SUPPLIED ENTRIES:
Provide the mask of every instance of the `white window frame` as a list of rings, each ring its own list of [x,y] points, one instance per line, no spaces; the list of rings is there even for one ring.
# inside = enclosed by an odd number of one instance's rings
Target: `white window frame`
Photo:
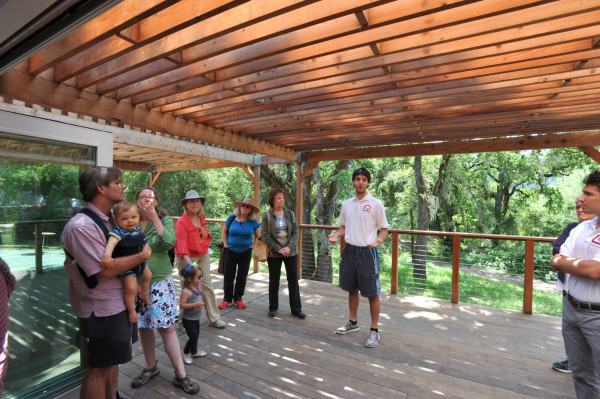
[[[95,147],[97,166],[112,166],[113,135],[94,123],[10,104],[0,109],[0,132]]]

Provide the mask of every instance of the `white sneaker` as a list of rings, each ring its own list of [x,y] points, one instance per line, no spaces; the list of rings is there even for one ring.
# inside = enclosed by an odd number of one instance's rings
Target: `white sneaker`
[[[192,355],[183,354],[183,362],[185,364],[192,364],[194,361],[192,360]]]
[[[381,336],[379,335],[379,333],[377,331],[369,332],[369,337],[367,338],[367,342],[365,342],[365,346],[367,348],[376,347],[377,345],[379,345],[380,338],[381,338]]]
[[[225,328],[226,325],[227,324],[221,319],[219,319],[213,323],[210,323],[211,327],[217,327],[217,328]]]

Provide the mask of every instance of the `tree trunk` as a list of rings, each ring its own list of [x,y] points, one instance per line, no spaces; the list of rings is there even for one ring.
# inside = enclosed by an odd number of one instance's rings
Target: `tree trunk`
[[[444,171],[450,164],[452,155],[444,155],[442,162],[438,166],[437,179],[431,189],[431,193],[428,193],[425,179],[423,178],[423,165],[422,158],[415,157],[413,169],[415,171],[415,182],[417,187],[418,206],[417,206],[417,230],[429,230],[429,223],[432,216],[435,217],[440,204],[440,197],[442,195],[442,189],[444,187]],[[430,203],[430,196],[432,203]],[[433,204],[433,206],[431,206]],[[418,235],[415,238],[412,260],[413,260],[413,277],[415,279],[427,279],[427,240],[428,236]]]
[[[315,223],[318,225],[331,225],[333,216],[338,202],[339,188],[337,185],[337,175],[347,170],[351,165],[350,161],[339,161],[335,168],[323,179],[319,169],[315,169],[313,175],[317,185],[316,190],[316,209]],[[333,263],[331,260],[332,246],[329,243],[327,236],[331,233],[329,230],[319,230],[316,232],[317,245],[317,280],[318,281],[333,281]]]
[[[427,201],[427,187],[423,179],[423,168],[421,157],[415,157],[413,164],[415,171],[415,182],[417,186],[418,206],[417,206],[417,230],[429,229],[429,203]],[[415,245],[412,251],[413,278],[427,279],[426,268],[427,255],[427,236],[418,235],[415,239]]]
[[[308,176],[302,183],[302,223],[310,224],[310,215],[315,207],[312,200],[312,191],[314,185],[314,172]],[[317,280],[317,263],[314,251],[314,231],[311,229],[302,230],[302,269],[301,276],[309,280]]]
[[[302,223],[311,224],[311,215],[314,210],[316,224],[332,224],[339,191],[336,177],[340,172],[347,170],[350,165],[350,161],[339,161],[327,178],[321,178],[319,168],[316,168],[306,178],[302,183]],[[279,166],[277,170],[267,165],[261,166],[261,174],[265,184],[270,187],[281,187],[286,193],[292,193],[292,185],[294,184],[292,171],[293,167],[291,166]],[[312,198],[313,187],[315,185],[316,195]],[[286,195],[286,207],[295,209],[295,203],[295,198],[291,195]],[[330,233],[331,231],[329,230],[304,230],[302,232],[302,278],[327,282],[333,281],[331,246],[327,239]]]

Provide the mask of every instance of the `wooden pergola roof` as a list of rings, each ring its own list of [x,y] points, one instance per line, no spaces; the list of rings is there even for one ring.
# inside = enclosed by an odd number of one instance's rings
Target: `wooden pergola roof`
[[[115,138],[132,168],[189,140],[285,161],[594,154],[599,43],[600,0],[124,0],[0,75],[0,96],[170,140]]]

---

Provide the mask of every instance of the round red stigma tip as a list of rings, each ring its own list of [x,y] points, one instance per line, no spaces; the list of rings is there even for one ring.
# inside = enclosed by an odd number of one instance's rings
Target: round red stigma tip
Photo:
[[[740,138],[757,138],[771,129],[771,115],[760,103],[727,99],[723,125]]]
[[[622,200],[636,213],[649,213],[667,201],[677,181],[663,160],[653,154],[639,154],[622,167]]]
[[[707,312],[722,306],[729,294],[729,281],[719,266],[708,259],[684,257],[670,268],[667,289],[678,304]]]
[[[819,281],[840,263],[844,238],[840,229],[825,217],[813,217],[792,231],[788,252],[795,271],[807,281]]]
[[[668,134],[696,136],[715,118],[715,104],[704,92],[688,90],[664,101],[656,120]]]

* * *

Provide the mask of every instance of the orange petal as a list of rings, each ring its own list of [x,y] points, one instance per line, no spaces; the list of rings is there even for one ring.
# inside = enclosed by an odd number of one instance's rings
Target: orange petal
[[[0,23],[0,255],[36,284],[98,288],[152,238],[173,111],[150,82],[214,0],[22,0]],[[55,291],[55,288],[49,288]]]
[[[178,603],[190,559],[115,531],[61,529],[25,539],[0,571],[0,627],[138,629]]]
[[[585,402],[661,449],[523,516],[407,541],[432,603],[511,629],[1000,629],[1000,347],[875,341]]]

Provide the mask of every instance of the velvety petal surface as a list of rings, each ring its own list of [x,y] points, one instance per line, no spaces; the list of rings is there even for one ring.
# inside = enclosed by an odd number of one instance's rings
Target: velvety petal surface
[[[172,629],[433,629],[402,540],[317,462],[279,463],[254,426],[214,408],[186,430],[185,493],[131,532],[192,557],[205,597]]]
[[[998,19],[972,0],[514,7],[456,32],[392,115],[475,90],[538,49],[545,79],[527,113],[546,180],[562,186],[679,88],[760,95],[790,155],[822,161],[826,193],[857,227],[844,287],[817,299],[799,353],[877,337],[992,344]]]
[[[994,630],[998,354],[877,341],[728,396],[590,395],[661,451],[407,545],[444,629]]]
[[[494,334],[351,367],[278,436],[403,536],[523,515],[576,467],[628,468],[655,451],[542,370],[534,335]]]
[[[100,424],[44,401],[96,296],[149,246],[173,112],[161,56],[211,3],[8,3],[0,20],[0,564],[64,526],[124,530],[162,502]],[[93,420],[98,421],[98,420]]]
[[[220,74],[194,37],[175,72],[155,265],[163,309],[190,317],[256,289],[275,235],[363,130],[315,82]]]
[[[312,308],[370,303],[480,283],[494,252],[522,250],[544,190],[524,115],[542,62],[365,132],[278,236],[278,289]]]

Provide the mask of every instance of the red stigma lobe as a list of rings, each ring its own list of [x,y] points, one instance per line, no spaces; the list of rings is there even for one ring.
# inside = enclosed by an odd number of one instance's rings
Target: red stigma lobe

TASK TO CARRY OUT: Gather all lines with the string "list" from the data.

OUTPUT BELOW:
Provide the mask of every instance of the `white window frame` as a list of rings, each ring its own list of [x,y] points, one instance per line, no spaces; the list of rings is there even for one ring.
Provide the mask of every instance of the `white sneaker` as a list of rings, each ring its own list of [x,y] points, one instance per line, no spaces; the list of rings is there even for one ring.
Provide the mask of every instance of the `tree trunk` as a list of rings, each ring its own list of [x,y] points, one instance per line, no spaces; the list of rings is there even for one ring.
Provide the mask of every instance of the `wooden pergola roof` as a list of rings, each ring its own list of [x,y] points, one instance per line, no spaces; the list of rings is there even for one ring.
Provide the mask of every instance of the round red stigma tip as a list of rings, each ring its own list of [x,y] points, one instance per line, no spaces; the list of rings is there even for one ring.
Provide the mask of every instance of the orange petal as a list of rings, each ring its own list of [x,y] points, one instance per line, no spaces; the list of rings is there even for one ring.
Provide the mask of every instance of the velvety petal surface as a list of rings, each ring its own list of [x,y] points, one instance per line, no spaces; the list of rings is there even for one ring.
Provide the mask of every instance of the red stigma lobe as a list of rings, each ring its own list of [x,y] points, one instance per line, no spaces; the list of rings is there even for one ring.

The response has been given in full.